_Do this_
Please pick out every line of the entries below that contains the string "green", and copy each one. Case counts.
— Start Material for this task —
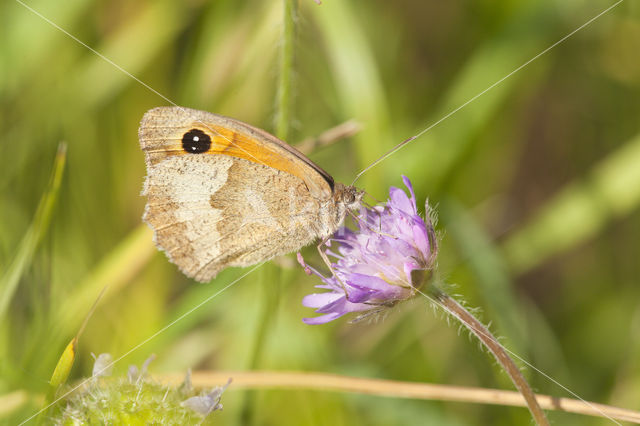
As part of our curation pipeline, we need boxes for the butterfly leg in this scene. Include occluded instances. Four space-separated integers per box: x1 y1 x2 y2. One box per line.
316 237 349 302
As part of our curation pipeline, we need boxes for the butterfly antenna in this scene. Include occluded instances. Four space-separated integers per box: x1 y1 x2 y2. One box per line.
351 132 424 186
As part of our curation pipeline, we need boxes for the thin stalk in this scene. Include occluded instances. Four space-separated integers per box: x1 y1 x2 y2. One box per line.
240 0 297 425
275 0 298 140
155 370 640 424
428 285 549 426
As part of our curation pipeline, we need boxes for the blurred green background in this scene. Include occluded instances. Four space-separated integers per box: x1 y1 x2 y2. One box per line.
0 0 640 425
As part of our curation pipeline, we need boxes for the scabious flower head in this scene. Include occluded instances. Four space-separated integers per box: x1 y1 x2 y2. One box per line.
50 354 229 425
298 176 437 324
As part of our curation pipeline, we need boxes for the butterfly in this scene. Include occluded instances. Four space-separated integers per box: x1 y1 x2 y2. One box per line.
138 106 364 282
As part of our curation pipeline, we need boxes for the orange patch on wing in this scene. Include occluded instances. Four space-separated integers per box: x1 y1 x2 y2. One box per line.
196 125 306 181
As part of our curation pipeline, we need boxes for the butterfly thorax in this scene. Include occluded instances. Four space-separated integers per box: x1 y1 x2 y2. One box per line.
318 182 364 238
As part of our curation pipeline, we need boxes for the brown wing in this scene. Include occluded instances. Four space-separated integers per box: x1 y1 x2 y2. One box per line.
138 107 334 199
139 108 333 281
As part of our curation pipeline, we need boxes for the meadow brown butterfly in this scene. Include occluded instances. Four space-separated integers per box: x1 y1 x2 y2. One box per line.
138 106 363 281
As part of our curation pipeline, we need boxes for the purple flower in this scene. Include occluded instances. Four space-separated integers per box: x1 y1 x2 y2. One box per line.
298 176 437 324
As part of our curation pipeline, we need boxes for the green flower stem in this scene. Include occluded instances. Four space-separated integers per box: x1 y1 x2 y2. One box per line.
240 0 297 425
428 285 549 426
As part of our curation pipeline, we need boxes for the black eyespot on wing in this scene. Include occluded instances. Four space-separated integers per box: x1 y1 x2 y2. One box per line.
182 129 211 154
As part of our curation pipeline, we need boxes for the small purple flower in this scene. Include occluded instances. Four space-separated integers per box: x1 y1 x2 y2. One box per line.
298 176 437 324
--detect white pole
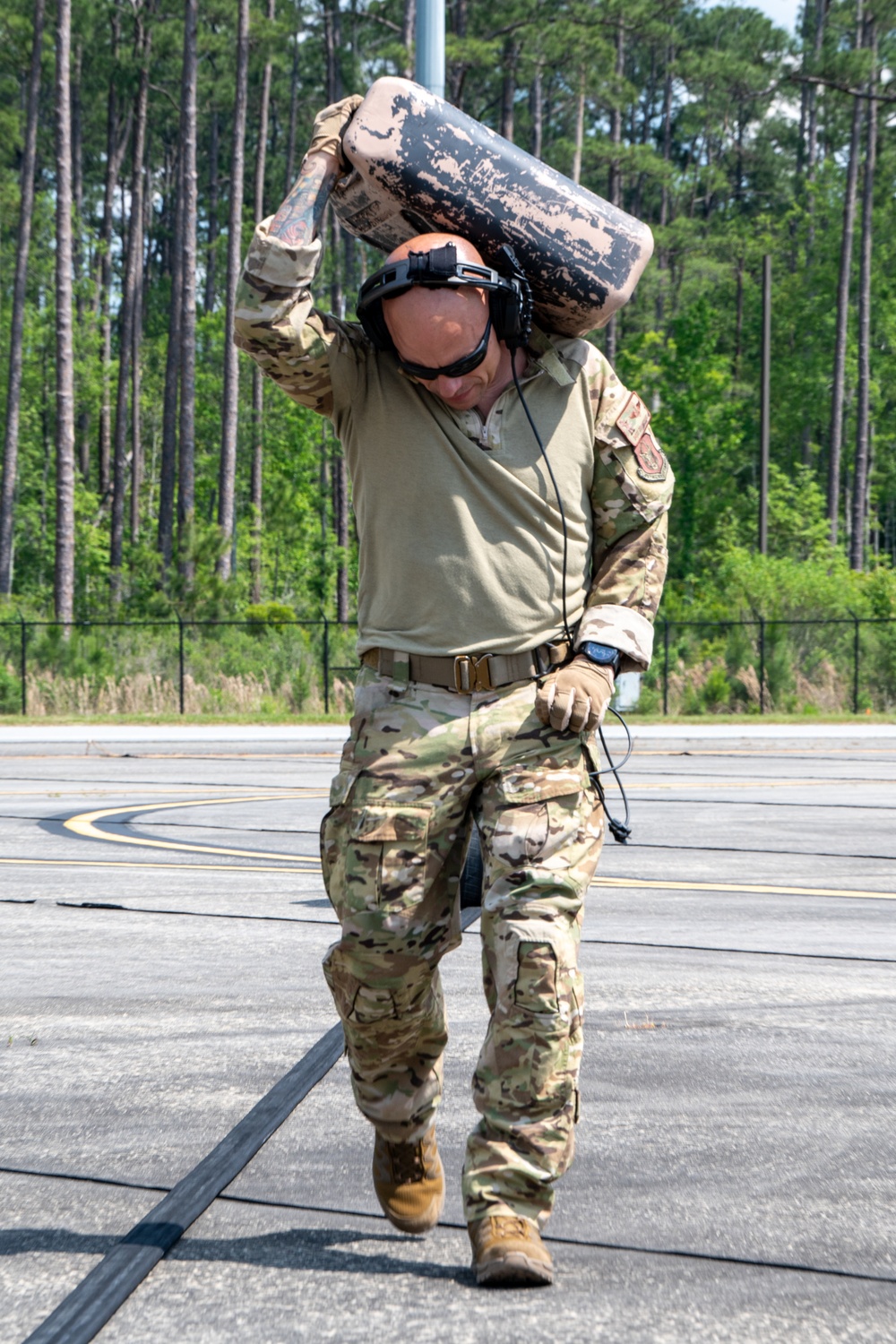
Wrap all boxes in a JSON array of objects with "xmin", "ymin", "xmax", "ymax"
— End Material for this task —
_Full answer_
As part of our curation pipeline, we need boxes for the blurred green background in this scene. Include occluded instances. Four space-separated integers per box: x1 y1 x2 y2. One box per line.
As part of our curation pipeline, we need boxes for the green flower stem in this scene. Include occluded instances. Four space-separated integers per box: x1 y1 x2 y2. One box per line.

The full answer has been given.